With the era of volatility-suppressing policies possibly over, markets are likely in for a period of heightened volatility, with an unusually large array of potential aftershocks. We believe the risks to global growth are skewed to the downside over our five-year secular horizon, and that returns across asset classes are likely to be more differentiated in this new era.

We expect central banks to maintain their existing inflation targets and to prioritise keeping longer-term inflation expectations anchored at those target levels. We believe that neutral long-run real policy rates in advanced economies will remain anchored in a range of 0% to 1%. 

With rising government debt and the possible return of an inflation risk premium, we expect the yield curve to steepen as investors demand more compensation on longer-term bonds over the secular horizon.

Our expectations of low neutral rates and a return to near-target inflation reinforce a positive outlook for core and high-quality fixed income. 

After rising sharply last year, starting yield levels — historically strongly correlated with future returns — for high-quality bonds are close to longer-term averages for equity returns, potentially with significantly less volatility and more downside protection than equities.

▶ **STORED DATA**:
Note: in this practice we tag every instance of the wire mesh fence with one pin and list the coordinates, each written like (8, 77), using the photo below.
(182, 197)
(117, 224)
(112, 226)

▶ **WORK TO BE COMPLETED**:
Answer these questions using the market outlook text:
1. Which way are the risks to global growth skewed over the five-year secular horizon?
2. In what range are neutral long-run real policy rates in advanced economies expected to remain?
3. What is the yield curve expected to do as investors demand more compensation on longer-term bonds?
The data here was taken from a separate source.

▶ **RESULT OF THE EXERCISE**:
1. To the downside.
2. 0% to 1%.
3. Steepen.